Prompt - Among the records below, find each line that includes the string "query" and copy it.

Records to use -

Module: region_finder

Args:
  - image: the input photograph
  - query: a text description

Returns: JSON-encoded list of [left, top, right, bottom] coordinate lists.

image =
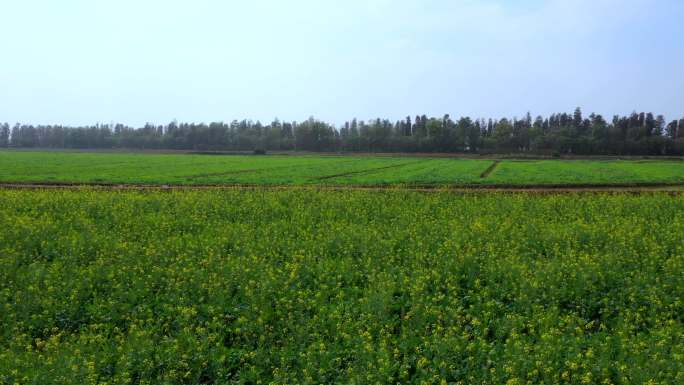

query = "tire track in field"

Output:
[[184, 159, 364, 180], [185, 168, 269, 180], [309, 161, 422, 181], [480, 160, 501, 179]]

Answer to the exercise -
  - query: a text description
query = "tire track in field"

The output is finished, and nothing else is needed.